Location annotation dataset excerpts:
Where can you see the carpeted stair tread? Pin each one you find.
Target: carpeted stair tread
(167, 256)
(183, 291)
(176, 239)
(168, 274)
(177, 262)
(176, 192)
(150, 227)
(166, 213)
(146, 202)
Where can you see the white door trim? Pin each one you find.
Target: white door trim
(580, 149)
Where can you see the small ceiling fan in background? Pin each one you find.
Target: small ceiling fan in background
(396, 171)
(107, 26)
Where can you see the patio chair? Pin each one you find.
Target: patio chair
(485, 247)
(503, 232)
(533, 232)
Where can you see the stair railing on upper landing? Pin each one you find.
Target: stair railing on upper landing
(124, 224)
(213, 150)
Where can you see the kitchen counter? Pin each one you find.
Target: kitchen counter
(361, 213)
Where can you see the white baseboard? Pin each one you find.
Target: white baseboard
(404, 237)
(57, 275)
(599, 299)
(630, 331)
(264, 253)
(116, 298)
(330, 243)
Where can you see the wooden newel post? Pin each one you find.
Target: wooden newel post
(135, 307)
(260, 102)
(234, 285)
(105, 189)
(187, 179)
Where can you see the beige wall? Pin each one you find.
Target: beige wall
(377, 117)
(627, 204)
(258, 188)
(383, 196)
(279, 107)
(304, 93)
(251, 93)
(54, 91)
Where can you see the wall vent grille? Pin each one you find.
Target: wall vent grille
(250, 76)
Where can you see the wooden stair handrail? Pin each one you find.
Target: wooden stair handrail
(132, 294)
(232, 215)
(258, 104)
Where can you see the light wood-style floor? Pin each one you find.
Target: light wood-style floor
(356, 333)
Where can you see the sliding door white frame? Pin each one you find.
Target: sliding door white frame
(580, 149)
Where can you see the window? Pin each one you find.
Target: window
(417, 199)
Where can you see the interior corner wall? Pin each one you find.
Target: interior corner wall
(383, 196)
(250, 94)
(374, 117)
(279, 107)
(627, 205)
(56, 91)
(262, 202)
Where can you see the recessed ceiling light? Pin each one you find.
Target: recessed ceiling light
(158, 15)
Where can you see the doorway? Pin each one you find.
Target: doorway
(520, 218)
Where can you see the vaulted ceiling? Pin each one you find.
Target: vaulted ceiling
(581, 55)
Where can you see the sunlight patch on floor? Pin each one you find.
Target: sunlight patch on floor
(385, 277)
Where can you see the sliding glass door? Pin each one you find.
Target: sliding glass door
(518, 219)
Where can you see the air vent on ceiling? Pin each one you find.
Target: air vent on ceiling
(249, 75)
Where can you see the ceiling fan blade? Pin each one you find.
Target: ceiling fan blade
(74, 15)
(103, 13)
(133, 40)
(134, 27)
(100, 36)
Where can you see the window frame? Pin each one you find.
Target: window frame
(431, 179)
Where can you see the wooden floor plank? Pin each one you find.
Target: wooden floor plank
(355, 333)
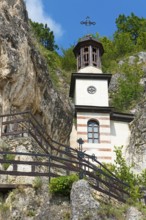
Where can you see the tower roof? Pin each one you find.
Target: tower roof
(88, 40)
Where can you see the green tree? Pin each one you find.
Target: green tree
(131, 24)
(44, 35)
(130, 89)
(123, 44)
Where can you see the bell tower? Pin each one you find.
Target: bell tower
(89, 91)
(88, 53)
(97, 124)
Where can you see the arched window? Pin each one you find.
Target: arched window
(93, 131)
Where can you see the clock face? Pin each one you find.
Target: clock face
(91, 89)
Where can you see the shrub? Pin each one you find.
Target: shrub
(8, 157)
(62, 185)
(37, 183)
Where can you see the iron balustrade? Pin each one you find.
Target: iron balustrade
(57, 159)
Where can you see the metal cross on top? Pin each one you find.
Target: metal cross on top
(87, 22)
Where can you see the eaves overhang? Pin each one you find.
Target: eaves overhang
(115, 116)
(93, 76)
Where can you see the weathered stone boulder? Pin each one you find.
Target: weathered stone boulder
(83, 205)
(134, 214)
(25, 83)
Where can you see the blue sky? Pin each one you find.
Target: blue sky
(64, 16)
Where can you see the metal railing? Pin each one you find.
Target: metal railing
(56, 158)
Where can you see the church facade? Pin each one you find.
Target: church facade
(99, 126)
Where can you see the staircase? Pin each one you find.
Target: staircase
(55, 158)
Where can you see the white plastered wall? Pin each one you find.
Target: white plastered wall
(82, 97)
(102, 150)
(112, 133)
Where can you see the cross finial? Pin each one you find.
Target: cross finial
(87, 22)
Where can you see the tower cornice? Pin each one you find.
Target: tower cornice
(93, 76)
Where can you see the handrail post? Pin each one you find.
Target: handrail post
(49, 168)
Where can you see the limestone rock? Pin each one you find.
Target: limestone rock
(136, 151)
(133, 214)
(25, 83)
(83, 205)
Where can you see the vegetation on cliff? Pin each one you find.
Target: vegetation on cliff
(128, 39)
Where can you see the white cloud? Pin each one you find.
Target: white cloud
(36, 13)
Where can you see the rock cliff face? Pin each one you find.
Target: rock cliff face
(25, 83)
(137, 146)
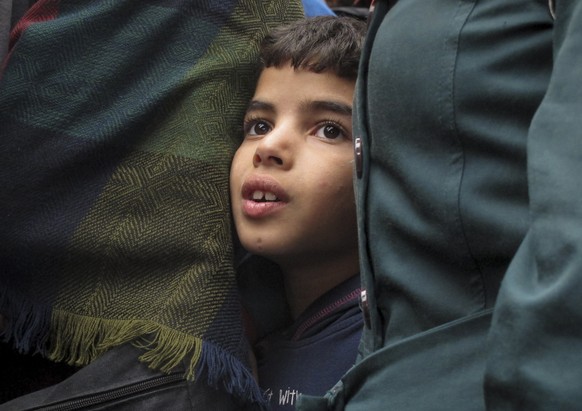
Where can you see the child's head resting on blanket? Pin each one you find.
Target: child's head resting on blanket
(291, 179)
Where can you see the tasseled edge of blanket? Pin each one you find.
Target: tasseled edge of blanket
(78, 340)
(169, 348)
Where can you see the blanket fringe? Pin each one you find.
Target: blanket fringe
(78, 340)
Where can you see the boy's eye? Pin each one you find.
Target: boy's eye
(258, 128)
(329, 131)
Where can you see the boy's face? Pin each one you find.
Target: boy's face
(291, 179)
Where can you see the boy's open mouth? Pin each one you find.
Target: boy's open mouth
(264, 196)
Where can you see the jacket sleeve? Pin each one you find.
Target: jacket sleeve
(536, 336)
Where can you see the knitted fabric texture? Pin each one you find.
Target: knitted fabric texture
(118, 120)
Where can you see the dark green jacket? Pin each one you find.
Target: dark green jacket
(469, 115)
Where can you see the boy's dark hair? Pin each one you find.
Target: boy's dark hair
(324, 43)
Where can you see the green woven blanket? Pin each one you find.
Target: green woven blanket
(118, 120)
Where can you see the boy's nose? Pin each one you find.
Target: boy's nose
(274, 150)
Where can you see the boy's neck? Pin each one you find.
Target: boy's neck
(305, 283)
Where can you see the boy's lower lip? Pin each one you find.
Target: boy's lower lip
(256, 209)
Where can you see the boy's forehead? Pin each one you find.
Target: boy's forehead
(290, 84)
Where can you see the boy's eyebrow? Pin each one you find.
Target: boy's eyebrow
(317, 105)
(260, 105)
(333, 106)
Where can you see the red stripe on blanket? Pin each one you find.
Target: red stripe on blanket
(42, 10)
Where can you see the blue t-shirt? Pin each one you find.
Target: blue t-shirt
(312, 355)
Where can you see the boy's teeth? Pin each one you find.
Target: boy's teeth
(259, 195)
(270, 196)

--

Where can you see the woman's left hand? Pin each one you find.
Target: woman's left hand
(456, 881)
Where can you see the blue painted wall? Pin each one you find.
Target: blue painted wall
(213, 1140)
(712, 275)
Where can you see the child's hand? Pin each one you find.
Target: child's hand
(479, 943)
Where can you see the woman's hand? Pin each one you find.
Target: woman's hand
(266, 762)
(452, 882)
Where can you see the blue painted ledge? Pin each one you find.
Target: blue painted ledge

==

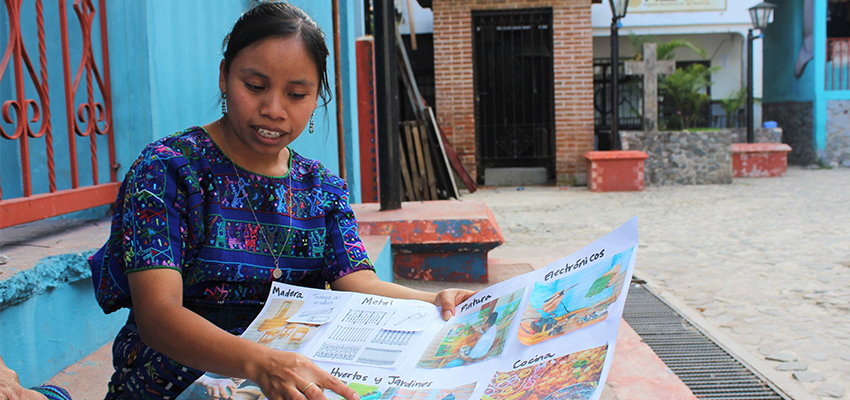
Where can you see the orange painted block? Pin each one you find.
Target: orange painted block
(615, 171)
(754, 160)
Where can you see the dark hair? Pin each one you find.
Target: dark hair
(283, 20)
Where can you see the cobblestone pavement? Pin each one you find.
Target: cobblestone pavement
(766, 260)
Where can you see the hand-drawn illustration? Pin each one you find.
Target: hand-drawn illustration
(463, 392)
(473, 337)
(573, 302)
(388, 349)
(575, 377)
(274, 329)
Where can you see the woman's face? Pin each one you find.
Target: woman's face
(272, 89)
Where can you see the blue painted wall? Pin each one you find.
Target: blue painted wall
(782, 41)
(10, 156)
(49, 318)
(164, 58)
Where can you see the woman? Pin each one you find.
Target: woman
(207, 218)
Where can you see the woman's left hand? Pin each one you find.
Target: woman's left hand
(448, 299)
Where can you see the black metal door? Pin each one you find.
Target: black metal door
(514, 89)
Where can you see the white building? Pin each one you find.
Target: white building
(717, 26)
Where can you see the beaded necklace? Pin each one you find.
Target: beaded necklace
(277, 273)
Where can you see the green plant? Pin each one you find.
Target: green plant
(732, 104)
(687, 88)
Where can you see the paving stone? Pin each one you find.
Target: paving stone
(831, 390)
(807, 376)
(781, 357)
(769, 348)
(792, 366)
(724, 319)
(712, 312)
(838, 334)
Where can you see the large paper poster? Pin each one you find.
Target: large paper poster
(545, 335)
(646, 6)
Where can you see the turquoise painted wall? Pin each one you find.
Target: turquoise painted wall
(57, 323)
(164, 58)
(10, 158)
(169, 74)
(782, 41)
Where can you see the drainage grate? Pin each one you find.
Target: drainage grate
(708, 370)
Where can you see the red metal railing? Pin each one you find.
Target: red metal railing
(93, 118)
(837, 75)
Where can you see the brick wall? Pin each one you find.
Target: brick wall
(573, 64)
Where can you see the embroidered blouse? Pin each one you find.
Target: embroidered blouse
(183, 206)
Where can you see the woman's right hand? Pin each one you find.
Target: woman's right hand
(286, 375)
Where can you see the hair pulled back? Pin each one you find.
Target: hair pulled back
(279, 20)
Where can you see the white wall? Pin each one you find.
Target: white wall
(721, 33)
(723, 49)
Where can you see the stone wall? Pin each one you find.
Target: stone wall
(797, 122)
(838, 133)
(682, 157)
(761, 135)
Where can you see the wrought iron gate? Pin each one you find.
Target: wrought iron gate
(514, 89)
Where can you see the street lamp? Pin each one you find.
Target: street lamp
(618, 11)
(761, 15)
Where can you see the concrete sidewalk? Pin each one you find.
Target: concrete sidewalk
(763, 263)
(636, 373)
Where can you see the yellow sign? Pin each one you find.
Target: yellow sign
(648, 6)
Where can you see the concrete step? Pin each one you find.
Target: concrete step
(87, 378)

Task details: Please select every line of the entries above that contains the word "church", treating uppercase and lowercase as different.

Response:
Where can you see the church facade? Pin each one you find.
Target: church facade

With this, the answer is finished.